§ RECORDS SHOWN:
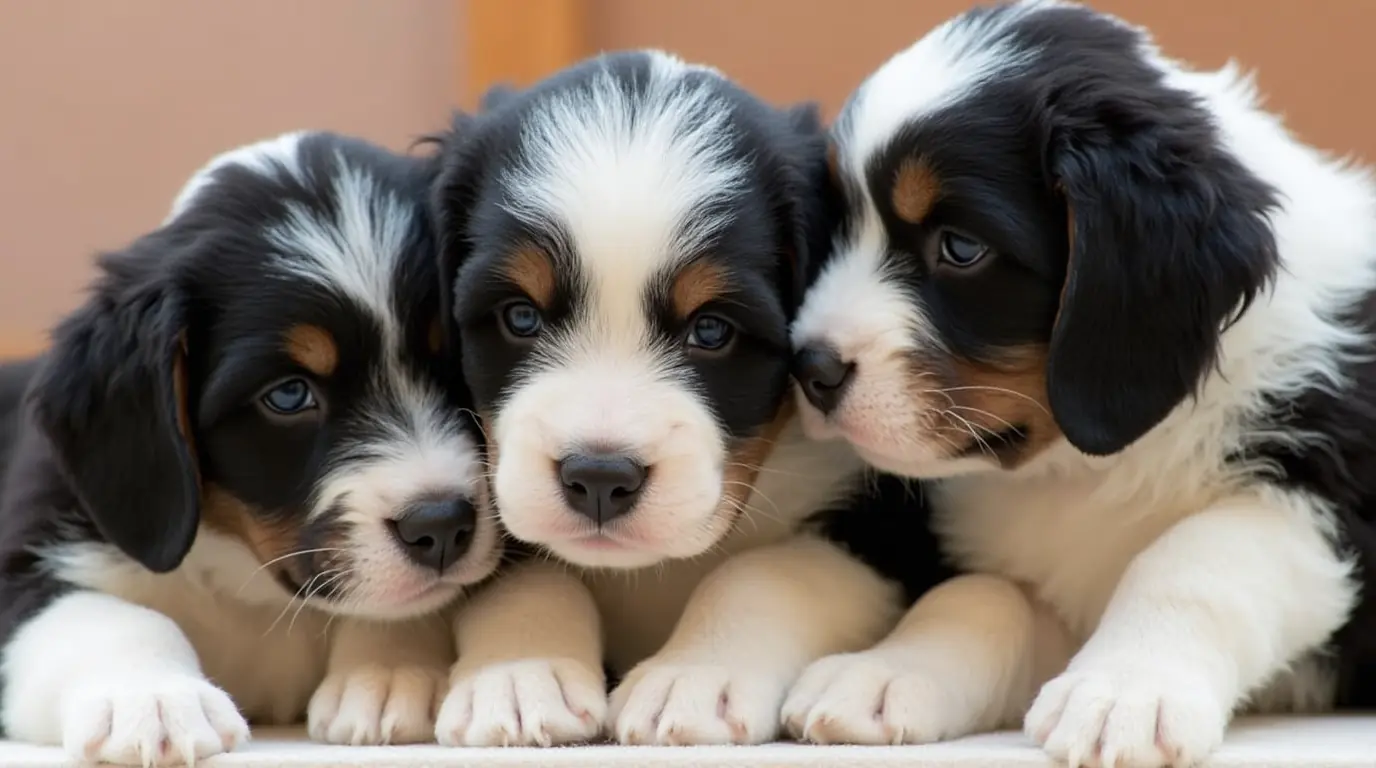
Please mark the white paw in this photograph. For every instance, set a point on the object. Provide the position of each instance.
(875, 698)
(696, 704)
(154, 720)
(531, 702)
(376, 705)
(1124, 715)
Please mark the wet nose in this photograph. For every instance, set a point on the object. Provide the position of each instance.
(823, 376)
(602, 486)
(435, 534)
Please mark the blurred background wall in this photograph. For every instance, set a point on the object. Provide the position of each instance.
(106, 106)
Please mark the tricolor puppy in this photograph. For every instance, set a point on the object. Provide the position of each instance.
(241, 476)
(1123, 322)
(626, 245)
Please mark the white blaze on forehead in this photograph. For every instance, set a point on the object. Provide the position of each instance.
(637, 178)
(936, 72)
(267, 157)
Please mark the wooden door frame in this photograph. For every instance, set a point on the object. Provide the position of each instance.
(516, 41)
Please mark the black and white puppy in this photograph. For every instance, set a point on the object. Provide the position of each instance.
(1123, 322)
(241, 476)
(626, 245)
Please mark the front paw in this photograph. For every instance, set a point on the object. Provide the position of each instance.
(156, 720)
(696, 704)
(531, 702)
(878, 698)
(1123, 713)
(376, 705)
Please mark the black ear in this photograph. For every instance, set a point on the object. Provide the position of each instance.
(112, 398)
(1168, 242)
(808, 208)
(453, 196)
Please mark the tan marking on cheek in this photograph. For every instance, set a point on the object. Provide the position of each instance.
(531, 270)
(915, 190)
(695, 285)
(747, 454)
(313, 348)
(269, 540)
(1010, 391)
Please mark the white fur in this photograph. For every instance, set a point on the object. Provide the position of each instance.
(157, 640)
(1192, 587)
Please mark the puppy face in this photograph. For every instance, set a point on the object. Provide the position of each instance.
(269, 365)
(624, 248)
(1042, 238)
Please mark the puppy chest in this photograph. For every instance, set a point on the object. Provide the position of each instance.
(1062, 538)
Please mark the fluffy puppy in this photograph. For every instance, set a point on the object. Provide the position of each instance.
(625, 245)
(241, 476)
(1123, 321)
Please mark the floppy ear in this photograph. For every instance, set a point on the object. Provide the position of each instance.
(808, 208)
(453, 196)
(1168, 242)
(112, 398)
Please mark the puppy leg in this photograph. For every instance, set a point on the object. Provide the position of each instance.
(113, 681)
(383, 681)
(1211, 610)
(968, 657)
(747, 632)
(530, 664)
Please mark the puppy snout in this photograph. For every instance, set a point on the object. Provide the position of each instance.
(823, 376)
(435, 533)
(602, 486)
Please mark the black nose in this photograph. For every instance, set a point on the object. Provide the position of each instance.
(435, 534)
(823, 376)
(602, 486)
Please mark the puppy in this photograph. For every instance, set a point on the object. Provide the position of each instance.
(626, 244)
(241, 476)
(1122, 321)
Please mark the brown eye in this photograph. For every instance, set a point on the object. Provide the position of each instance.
(961, 251)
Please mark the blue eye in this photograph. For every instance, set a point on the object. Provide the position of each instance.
(289, 398)
(710, 333)
(961, 251)
(522, 320)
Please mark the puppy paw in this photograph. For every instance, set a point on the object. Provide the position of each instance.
(531, 702)
(696, 704)
(154, 720)
(374, 705)
(875, 698)
(1127, 715)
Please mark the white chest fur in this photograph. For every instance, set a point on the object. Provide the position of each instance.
(640, 607)
(267, 651)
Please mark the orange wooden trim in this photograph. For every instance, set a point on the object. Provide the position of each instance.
(518, 41)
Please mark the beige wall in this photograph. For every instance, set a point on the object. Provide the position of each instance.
(108, 105)
(1314, 58)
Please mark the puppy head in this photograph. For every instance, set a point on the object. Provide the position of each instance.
(625, 247)
(267, 365)
(1043, 237)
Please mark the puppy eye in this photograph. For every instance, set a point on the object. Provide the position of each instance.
(710, 333)
(522, 320)
(289, 398)
(961, 251)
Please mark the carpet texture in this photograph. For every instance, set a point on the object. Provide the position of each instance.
(1318, 742)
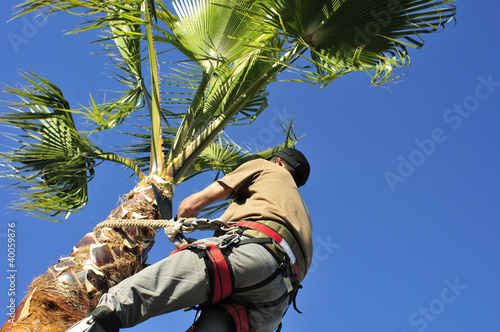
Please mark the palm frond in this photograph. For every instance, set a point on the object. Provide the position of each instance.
(361, 35)
(52, 163)
(215, 32)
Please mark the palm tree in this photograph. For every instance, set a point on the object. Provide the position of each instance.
(228, 52)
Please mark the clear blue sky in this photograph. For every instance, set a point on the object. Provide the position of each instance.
(404, 191)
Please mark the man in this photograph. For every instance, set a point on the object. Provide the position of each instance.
(243, 280)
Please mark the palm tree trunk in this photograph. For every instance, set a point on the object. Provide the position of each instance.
(71, 289)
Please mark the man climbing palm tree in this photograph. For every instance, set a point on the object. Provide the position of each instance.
(242, 280)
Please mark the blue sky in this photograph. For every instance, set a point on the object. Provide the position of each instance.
(403, 192)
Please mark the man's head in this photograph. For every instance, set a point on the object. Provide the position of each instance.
(295, 162)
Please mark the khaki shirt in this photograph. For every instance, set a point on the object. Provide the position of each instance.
(263, 190)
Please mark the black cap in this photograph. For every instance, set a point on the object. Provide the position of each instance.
(298, 161)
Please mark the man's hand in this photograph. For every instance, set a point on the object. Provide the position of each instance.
(192, 205)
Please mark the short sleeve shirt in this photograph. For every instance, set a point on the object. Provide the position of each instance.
(263, 190)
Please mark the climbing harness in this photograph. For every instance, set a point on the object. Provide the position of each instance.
(274, 236)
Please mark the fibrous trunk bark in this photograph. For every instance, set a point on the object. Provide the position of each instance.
(71, 289)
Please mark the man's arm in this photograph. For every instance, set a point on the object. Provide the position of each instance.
(192, 205)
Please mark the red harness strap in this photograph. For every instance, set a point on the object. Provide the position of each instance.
(219, 272)
(222, 276)
(276, 237)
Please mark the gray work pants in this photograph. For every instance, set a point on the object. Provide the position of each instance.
(180, 281)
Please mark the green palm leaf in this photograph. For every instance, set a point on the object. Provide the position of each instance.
(348, 35)
(53, 162)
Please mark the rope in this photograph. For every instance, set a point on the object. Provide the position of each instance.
(153, 223)
(172, 227)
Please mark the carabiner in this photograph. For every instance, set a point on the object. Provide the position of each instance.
(234, 238)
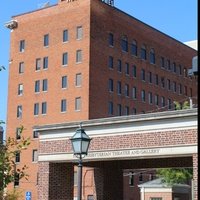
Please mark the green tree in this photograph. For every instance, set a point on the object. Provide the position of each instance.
(8, 151)
(2, 68)
(172, 176)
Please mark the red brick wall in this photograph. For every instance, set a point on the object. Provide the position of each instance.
(106, 19)
(94, 68)
(195, 176)
(154, 139)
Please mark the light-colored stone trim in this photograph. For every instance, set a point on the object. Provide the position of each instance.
(123, 154)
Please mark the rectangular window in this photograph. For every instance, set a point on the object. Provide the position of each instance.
(65, 35)
(78, 104)
(90, 197)
(79, 32)
(63, 105)
(134, 93)
(35, 134)
(44, 85)
(110, 85)
(20, 89)
(46, 40)
(179, 70)
(134, 71)
(143, 95)
(119, 65)
(126, 110)
(35, 155)
(190, 92)
(19, 111)
(119, 88)
(127, 68)
(37, 86)
(131, 179)
(78, 80)
(168, 84)
(162, 62)
(168, 65)
(64, 82)
(21, 67)
(124, 44)
(38, 64)
(110, 108)
(180, 89)
(22, 45)
(185, 90)
(45, 62)
(36, 109)
(174, 86)
(18, 133)
(119, 110)
(162, 80)
(110, 39)
(150, 98)
(156, 100)
(143, 53)
(44, 108)
(16, 181)
(174, 67)
(163, 101)
(156, 79)
(150, 77)
(140, 177)
(143, 75)
(17, 157)
(126, 90)
(110, 62)
(134, 48)
(65, 58)
(134, 111)
(79, 56)
(75, 178)
(169, 104)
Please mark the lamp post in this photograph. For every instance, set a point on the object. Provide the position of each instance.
(80, 143)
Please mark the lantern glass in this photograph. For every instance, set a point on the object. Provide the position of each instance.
(80, 142)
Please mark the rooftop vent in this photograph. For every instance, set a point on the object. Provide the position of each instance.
(11, 24)
(109, 2)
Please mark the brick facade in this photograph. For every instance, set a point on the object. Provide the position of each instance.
(107, 173)
(98, 20)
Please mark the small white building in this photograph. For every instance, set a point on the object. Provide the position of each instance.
(158, 190)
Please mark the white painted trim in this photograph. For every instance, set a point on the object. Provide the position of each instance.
(116, 131)
(123, 154)
(157, 190)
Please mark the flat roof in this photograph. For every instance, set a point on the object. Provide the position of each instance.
(117, 9)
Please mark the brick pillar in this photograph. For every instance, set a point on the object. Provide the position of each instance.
(195, 176)
(109, 183)
(56, 181)
(43, 181)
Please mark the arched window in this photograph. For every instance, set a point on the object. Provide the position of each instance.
(152, 56)
(124, 43)
(134, 48)
(143, 52)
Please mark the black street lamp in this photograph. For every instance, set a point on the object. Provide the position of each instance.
(80, 143)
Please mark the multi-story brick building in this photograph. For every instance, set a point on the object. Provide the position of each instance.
(86, 59)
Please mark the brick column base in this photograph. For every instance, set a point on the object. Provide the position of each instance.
(108, 183)
(195, 177)
(56, 181)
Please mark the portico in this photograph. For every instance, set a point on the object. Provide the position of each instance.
(156, 140)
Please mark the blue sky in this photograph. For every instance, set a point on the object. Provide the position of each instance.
(176, 18)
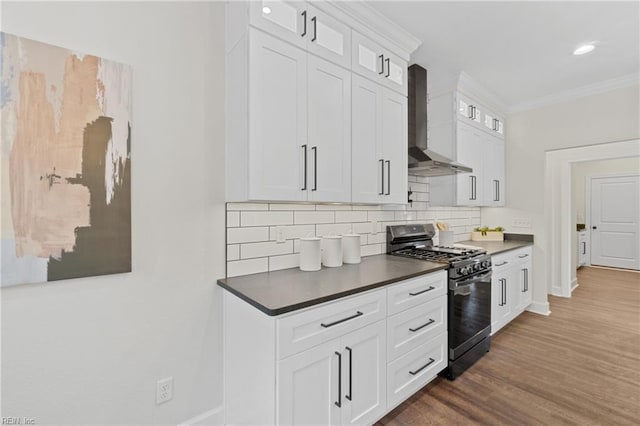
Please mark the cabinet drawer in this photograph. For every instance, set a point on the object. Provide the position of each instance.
(317, 325)
(413, 327)
(415, 291)
(410, 372)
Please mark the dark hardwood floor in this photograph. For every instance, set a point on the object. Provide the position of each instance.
(581, 365)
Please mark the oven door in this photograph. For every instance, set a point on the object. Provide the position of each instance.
(469, 312)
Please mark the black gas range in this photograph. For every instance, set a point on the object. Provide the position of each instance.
(469, 296)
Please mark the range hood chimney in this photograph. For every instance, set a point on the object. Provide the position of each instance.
(423, 161)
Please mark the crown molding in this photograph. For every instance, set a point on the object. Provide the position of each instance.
(365, 18)
(579, 92)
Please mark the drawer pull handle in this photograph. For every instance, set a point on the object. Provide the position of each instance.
(339, 401)
(423, 291)
(431, 321)
(431, 361)
(331, 324)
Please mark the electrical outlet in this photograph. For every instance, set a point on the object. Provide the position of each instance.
(164, 390)
(523, 222)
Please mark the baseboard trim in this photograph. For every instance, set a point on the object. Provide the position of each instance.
(539, 308)
(214, 416)
(574, 284)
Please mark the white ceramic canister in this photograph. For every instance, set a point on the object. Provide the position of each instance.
(351, 248)
(332, 251)
(310, 254)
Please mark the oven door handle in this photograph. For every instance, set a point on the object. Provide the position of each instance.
(472, 280)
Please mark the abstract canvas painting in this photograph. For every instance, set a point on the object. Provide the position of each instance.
(65, 171)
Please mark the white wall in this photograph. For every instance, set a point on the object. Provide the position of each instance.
(579, 172)
(90, 350)
(601, 118)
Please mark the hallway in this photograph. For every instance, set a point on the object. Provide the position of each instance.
(581, 365)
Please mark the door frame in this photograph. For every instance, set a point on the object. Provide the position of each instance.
(587, 200)
(558, 203)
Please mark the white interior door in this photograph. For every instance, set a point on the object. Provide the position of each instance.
(615, 225)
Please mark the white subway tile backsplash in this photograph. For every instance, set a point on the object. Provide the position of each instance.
(233, 219)
(245, 267)
(351, 216)
(269, 248)
(306, 218)
(333, 207)
(286, 206)
(324, 230)
(247, 206)
(233, 252)
(291, 232)
(381, 215)
(247, 235)
(252, 227)
(265, 218)
(284, 262)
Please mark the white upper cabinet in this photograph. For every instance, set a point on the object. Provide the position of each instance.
(327, 37)
(394, 146)
(379, 140)
(329, 132)
(493, 179)
(378, 64)
(283, 19)
(278, 119)
(289, 104)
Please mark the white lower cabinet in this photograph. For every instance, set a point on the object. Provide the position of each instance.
(511, 291)
(338, 382)
(339, 363)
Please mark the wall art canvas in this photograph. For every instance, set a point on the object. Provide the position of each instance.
(65, 171)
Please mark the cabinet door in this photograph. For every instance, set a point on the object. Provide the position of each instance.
(364, 382)
(283, 19)
(368, 164)
(493, 180)
(278, 119)
(308, 386)
(394, 146)
(328, 38)
(329, 131)
(469, 146)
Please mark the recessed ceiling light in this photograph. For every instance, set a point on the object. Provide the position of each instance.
(585, 48)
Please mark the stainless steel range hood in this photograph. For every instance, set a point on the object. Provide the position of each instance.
(423, 161)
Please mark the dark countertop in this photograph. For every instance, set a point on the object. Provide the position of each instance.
(278, 292)
(495, 247)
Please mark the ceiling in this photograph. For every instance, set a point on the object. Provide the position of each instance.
(522, 50)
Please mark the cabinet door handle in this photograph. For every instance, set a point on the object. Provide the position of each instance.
(381, 161)
(388, 178)
(339, 401)
(350, 396)
(304, 168)
(423, 291)
(471, 188)
(304, 24)
(431, 361)
(431, 321)
(331, 324)
(315, 167)
(315, 28)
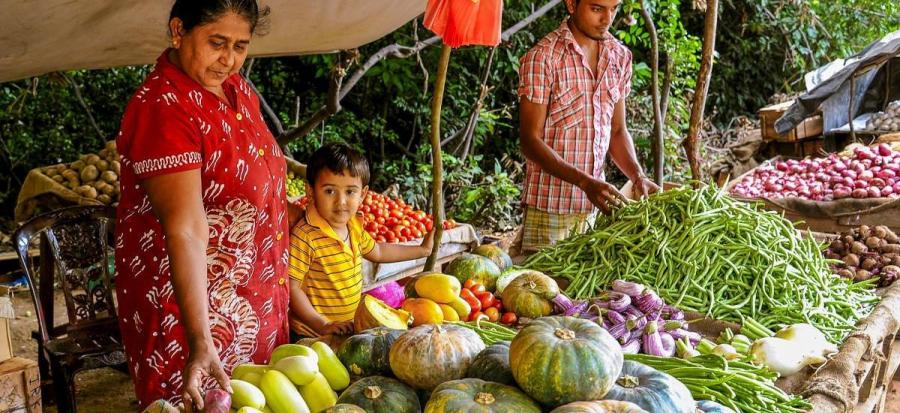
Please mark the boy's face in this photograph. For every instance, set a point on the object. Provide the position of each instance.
(337, 196)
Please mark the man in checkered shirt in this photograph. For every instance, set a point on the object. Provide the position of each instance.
(572, 90)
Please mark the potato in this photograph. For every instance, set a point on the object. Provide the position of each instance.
(108, 189)
(89, 173)
(109, 177)
(91, 159)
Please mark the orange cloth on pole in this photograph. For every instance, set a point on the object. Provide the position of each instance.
(465, 22)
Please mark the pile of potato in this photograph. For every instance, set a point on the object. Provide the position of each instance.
(889, 120)
(94, 176)
(867, 252)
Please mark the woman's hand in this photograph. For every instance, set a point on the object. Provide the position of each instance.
(202, 361)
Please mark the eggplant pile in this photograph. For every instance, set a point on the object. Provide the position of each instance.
(636, 317)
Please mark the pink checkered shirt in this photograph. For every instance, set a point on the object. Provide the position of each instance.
(579, 112)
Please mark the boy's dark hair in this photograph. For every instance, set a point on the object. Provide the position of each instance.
(195, 13)
(339, 159)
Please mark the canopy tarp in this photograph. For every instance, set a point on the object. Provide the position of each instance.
(41, 36)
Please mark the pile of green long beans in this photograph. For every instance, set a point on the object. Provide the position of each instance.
(741, 386)
(706, 252)
(489, 332)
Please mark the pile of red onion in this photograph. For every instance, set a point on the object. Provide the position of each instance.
(636, 317)
(869, 173)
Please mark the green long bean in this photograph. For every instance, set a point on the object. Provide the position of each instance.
(706, 252)
(741, 386)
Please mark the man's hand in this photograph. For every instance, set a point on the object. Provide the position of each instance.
(341, 328)
(602, 195)
(645, 187)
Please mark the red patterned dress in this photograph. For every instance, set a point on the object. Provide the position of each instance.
(172, 124)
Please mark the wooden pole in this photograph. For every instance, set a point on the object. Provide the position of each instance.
(691, 146)
(437, 166)
(657, 146)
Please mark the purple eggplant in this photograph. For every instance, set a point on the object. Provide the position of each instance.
(615, 317)
(628, 288)
(633, 346)
(652, 342)
(649, 302)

§ WRITTEN EXERCISE: Print the lines of the records that run from the line containing "Please mark the floppy" through the line containing "(1127, 715)", both included, with nothing changed.

§ ANSWER TO THIS EXERCISE:
Please mark the floppy ear in this photograph. For every instance, set a point on the object. Provide the position of each instance.
(808, 208)
(453, 196)
(1168, 242)
(112, 398)
Please mark the puppy leg in this photograph. For every instance, set a point on the object. Provide the position of each instance.
(113, 681)
(383, 681)
(1211, 610)
(968, 657)
(747, 632)
(530, 664)
Please mark the puppy snout in this photograph. For every instance, set a point on the object. Provide the position of each instance.
(823, 376)
(435, 533)
(602, 486)
Please mark the black nose in this photograph. For every instance, set a point on the object. Provide the position of each instance.
(435, 534)
(823, 376)
(602, 486)
Please mark the puppy in this photograph. For every instance, set a point on the object. Provide the position of each instance.
(626, 244)
(241, 476)
(1122, 321)
Please mark the brown eye in this photograph. For every instance, set a point on the object. Provide the position of each instance.
(961, 251)
Please mark the blue eye in this photograph. For every instance, set a point on the object. Provide the position of each instance.
(289, 398)
(710, 333)
(961, 251)
(522, 320)
Please mark the puppy paw in this photograph. For every instance, set a point on the object. Provide the position of each instance.
(531, 702)
(696, 704)
(154, 720)
(374, 705)
(875, 698)
(1127, 715)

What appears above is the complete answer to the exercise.